Source data:
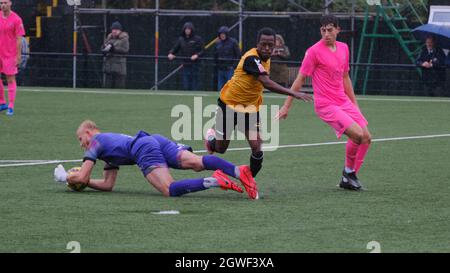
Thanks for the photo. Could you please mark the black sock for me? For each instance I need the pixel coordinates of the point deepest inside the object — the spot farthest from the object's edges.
(256, 162)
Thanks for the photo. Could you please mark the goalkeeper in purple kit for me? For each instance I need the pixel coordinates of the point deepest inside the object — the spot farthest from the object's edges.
(154, 154)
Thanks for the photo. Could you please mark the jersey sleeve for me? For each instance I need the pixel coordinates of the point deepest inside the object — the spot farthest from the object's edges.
(93, 152)
(309, 63)
(253, 66)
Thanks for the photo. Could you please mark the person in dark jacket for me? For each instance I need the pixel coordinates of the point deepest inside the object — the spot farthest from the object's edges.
(432, 62)
(114, 48)
(227, 53)
(190, 46)
(279, 71)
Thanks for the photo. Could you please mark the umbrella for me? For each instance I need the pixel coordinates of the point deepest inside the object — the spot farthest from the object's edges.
(440, 32)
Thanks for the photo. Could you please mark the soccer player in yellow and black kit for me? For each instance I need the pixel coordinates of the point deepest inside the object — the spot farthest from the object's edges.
(241, 98)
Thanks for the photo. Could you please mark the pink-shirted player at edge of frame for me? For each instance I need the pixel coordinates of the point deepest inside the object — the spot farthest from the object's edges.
(11, 32)
(327, 62)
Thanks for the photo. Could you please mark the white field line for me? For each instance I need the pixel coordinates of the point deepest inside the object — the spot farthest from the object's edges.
(48, 162)
(204, 94)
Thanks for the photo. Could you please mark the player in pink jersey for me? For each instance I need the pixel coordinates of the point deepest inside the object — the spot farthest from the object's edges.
(327, 62)
(11, 32)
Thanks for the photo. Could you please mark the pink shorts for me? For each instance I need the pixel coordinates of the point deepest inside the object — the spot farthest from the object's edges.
(340, 117)
(8, 66)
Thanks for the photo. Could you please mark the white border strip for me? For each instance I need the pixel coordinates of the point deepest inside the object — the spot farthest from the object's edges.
(48, 162)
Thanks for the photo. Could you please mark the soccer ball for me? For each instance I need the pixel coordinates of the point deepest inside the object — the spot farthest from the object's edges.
(77, 186)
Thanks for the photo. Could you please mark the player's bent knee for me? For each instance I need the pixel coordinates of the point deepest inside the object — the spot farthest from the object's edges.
(220, 150)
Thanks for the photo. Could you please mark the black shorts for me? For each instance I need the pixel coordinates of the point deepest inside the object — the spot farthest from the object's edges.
(227, 120)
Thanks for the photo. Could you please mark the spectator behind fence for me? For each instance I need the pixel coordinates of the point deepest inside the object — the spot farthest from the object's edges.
(432, 62)
(190, 47)
(279, 71)
(114, 48)
(226, 55)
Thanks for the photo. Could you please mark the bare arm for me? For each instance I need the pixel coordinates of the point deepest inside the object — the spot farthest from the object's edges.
(83, 176)
(19, 50)
(348, 87)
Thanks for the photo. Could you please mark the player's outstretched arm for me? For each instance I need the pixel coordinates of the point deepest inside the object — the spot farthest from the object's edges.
(105, 184)
(275, 87)
(348, 87)
(83, 175)
(296, 87)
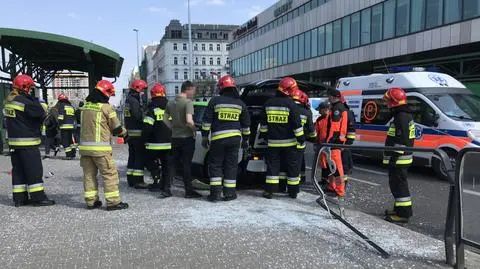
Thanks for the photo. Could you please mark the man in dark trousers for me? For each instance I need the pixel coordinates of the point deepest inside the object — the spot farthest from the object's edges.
(136, 147)
(25, 116)
(183, 134)
(401, 133)
(158, 142)
(227, 122)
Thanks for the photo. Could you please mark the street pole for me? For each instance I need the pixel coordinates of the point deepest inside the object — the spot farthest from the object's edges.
(190, 45)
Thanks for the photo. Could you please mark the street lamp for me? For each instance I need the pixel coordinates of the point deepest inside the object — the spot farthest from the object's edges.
(138, 57)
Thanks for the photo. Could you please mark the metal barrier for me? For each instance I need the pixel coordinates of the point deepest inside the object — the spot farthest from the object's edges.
(453, 198)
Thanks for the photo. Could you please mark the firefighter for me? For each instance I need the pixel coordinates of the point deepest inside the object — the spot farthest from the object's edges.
(401, 133)
(24, 116)
(99, 123)
(158, 142)
(227, 122)
(134, 123)
(66, 119)
(282, 127)
(347, 159)
(336, 134)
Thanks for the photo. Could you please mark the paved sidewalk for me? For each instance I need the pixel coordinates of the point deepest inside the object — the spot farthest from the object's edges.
(250, 232)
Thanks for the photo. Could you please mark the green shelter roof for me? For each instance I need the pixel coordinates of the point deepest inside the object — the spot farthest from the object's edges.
(57, 52)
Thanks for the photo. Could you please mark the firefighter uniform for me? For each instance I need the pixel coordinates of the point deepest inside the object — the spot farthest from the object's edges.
(66, 119)
(281, 125)
(98, 123)
(136, 147)
(401, 133)
(336, 134)
(226, 120)
(24, 117)
(158, 142)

TASK PROMPT »
Word for word, quote the lines from the line containing "Thanks for the photo. Could you please mark the green" through the end of the material, both included, and nothing else.

ANSWER TO THE EXERCISE »
Thanks for the photo. Could you please mark the green shelter roof for me? For each instance I need the pixel coordinates of the point deepest inside the object — the spot farthest from the object's edges.
(57, 52)
Thanks for the photo. Could you please mark the firefighter uniform for me? For each instance I need the pixel coordinates of the point deepest inside the object — the spot farthest from the object's edges.
(66, 119)
(281, 125)
(98, 123)
(136, 147)
(401, 133)
(336, 134)
(226, 120)
(24, 117)
(158, 142)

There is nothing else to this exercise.